(Records drawn from a dataset)
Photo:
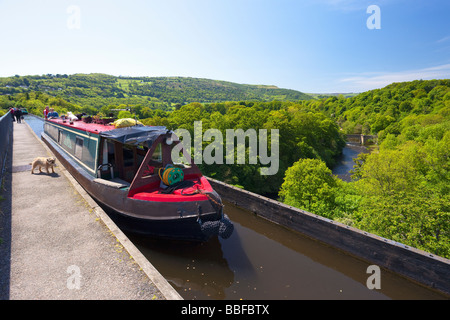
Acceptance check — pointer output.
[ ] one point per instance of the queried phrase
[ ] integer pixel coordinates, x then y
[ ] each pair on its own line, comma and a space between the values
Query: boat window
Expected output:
157, 155
79, 147
155, 162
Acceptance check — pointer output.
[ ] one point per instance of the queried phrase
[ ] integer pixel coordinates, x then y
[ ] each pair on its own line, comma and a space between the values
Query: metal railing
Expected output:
6, 127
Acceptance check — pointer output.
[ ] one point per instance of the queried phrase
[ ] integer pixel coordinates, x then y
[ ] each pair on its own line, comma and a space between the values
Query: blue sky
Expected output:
306, 45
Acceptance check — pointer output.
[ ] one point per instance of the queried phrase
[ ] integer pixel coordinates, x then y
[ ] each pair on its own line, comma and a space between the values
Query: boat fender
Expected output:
226, 227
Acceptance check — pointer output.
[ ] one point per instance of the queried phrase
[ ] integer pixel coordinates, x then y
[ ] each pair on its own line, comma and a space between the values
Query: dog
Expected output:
43, 162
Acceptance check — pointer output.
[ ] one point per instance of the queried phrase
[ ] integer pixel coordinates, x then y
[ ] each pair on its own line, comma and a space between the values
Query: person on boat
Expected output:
46, 111
52, 114
18, 115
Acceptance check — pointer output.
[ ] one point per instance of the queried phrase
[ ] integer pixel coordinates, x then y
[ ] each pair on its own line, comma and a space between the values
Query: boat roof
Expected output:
81, 125
134, 135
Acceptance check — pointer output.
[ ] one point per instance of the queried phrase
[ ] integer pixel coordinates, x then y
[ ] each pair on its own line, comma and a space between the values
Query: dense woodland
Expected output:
400, 190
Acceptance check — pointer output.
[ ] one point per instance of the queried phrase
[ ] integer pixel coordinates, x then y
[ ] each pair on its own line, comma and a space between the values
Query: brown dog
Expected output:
43, 162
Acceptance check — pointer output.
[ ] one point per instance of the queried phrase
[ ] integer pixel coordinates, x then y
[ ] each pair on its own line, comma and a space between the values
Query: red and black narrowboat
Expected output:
129, 171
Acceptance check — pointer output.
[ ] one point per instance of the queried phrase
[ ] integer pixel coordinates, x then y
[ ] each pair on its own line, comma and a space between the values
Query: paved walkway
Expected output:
62, 245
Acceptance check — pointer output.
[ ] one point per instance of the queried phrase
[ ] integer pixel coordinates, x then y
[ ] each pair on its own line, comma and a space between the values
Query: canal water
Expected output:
345, 163
262, 261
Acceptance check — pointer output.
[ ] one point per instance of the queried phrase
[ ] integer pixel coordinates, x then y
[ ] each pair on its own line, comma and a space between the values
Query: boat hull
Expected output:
182, 220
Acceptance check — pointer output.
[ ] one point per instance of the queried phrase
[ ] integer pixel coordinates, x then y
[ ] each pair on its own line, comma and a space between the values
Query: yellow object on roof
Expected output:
125, 122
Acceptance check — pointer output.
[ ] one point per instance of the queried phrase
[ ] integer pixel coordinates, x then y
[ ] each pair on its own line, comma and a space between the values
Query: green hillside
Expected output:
98, 90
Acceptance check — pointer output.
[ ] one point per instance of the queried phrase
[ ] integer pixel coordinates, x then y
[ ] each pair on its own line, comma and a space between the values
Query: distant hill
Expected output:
96, 90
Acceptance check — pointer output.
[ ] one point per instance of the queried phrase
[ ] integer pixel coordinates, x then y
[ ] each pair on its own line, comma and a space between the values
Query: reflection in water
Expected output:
262, 260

Aim of the task | Filter the records above for lines containing the word "roof", and copy those lines.

Exercise answer |
Query: boat roof
Query: yellow object on roof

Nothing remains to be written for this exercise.